**What the exercise asks**
Everything from the line containing "potted plant and record integer pixel coordinates." to the final line of the records below should be given again exactly, and nothing else.
=-=-=
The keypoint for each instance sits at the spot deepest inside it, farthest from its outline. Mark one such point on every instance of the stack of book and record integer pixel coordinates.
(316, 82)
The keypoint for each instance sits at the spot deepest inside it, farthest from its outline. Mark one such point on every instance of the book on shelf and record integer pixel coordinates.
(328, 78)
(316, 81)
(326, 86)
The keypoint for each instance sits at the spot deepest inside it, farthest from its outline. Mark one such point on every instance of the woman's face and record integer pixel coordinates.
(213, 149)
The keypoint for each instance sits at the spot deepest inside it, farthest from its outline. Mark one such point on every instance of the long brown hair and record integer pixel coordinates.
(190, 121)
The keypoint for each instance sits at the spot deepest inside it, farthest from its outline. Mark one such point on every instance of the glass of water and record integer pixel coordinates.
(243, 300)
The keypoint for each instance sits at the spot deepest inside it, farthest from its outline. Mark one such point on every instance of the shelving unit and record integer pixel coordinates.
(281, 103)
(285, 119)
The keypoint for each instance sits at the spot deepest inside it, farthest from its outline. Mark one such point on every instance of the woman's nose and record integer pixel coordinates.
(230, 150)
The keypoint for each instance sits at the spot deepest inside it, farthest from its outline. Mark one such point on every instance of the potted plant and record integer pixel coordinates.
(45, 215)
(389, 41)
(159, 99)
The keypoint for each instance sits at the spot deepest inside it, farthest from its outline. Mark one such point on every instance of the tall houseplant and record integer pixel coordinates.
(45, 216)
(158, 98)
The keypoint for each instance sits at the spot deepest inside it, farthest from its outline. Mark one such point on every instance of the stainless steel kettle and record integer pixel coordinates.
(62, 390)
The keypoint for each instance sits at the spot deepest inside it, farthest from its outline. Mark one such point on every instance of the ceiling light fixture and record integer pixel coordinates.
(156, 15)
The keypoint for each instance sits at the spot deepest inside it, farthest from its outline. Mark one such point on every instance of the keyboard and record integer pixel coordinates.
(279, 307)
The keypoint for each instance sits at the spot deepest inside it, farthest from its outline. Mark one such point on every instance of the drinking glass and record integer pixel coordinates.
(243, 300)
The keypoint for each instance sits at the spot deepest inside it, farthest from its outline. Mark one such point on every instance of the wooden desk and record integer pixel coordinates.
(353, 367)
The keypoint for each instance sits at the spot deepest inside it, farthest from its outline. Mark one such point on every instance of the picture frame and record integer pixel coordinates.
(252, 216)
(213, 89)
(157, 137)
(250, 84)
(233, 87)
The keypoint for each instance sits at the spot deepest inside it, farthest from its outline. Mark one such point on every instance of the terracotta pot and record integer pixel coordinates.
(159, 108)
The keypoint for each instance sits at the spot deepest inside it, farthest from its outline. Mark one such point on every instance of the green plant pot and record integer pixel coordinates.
=-=-=
**Answer to the exercise**
The keypoint for each instance sits at the spot deepest inside it, farthest from its outline. Mark one such point on every instance of the potted plant and record integer pixel coordinates.
(45, 215)
(389, 41)
(159, 99)
The keypoint for each instance sits at the spot deepest inside it, farthest from its outline. Mark one such point on every instance of the tall houseplant and record integer pixel coordinates.
(45, 216)
(158, 98)
The keypoint for each instance sits at the spot deepest inside it, farthest from its outline. Mark one such point on every instance of the stainless steel kettle and record integer pixel coordinates.
(62, 390)
The keypoint for each instance sits at the spot deepest inside it, farthest from its outline. Mark one such point on every instance of the ceiling light fixture and record integer pixel coordinates.
(156, 15)
The keypoint for each instance sits at the spot deepest inside it, farthest from its outline. Mark one such point on every instance of the keyboard and record integer pixel coordinates.
(279, 307)
The keypoint for each instance sits at the spot deepest inside it, farthest from its outline. Mark one such point on every instance of the drinking glass and record integer pixel coordinates.
(243, 300)
The keypoint for each instance sits at the spot deepest inside it, farthest from its outline. Mark one such point on every instance of the wooden desk and record integer pixel coordinates.
(353, 367)
The keypoint for each instance sits at the spot deepest inside it, farthest from its outline. Mark one such point on every instance of the picture frame and record integer pixel coordinates.
(252, 216)
(213, 89)
(157, 137)
(250, 84)
(233, 87)
The keypoint for each instance sits at the spot deepest inside it, farthest from its outline. Mark one such point on every instance of the terracotta pot and record integer pixel coordinates.
(159, 108)
The keypoint for each instance sits at the spot deepest inside it, farthest from its outline. Mark one such point on every instance of the green plant pot and record integer pixel coordinates.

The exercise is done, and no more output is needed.